> [Text block]
Re: [orientdb] Schema driven serialization #1890

Andrey Lomakin Thu, 20 Feb 2014 02:13:24 -0800

Hi Steve,
Good that you are going to help us.
Few additional information:
1.  We already have binary serialization support you can see it here
com.orientechnologies.common.serialization.types.OBinarySerializer so
obviously we should not have several version of the same. Also I think it
will be interesting for you to look at this issue and discussion here
https://github.com/orientechnologies/orientdb/issues/681#issuecomment-28466948.
We discussed serialization of single record (sorry had no time to
analyze
it deeply because a lot of events) but in case of SQL query you have to
process millions of them.
2.  We are working on binary compatibility mechanics too (I mean
compatibility between storage formats), without it current users will not
be able to accomplish new features especially binary serialization.
3.  We have many third party drivers for binary protocol (which pass
serialized records on client;s side) so we have to think how to not break
functionality of this drivers.




On Wed, Feb 19, 2014 at 1:53 PM, Steve <shadders....@gmail.com> wrote:

>  Hi Luca,
>
> I'll give it a go with the real ODB code.  The reason I didn't is because
> I'm actually quite new to ODB even as an end user but your instructions
> will set me in the right direction.  Most of my experience with data
> serialization formats has been with Bitcoin which was mostly for network
> protocol use cases rather than big-data storage.  But that was also a high
> performance scenario so I guess there are a lot of parallels.
>
>
> On 19/02/14 21:33, Luca Garulli wrote:
>
>  Hi Steve,
>  sorry for such delay.
>
>  I like your ideas, I think this is the right direction. varint8 e
> varint16 could be a good way to save space, but we should consider when
> this slows down some use cases, like partial field loading.
>
>  About the POC you created I think it would be much more useful if you
> play with real documents. It's easy and you could push it to a separate
> branch to let to us and other developers to contribute & test. WDYT?
>
>  Follow these steps:
>
>   (1) create your serializer
>
>  This is the skeleton of the class to implement:
>
>  public class BinaryDocumentSerializer implements ORecordSerializer {
>  public static final String NAME = "binarydoc";
>
>          // UN-MARSHALLING
>  public ORecordInternal<?> fromStream(final byte[] iSource) {
>  }
>
>          // PARTIAL UN-MARSHALLING
>  public ORecordInternal<?> fromStream(final byte[] iSource, final
> ORecordInternal<?> iRecord, String[] iFields) {
>  }
>
>          //  MARSHALLING
>  public byte[] toStream(final ORecordInternal<?> iSource, boolean
> iOnlyDelta) {
>  }
>  }
>
>  (2) register your implementation
>
>  ORecordSerializerFactory.instance().register(BinaryDocumentSerializer.NAME,
> new BinaryDocumentSerializer());
>
>  (3) create a new ODocument subclass
>
>  Then create a new class that extends ODocument but uses your
> implementation:
>
>  public class BinaryDocument extends ODocument {
>   protected void setup() {
>     super.setup();
>     _recordFormat =
> ORecordSerializerFactory.instance().getFormat(BinaryDocumentSerializer.NAME);
>   }
>  }
>
>  (4) Try it!

> [Source data]
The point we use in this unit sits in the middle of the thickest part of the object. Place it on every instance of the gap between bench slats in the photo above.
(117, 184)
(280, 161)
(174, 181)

> [Work instructions]
**1.** Answer these questions about the thread:
(a) What value is given to the NAME constant in the serializer class skeleton?
(b) Which class does Andrey point to as the existing binary serialization support?
(c) What was Steve's data serialization experience mostly with?
**2.** Rewrite the part of the thread that opens with the words containing "We discussed serialization" and closes with "especially binary serialization.", putting "on-disk formats" where "storage formats" stands.

> [Per-task answers]
**1.**
(a) "binarydoc"
(b) com.orientechnologies.common.serialization.types.OBinarySerializer
(c) Bitcoin

**2.**
We discussed serialization of single record (sorry had no time to
analyze
it deeply because a lot of events) but in case of SQL query you have to
process millions of them.
2.  We are working on binary compatibility mechanics too (I mean
compatibility between on-disk formats), without it current users will not
be able to accomplish new features especially binary serialization.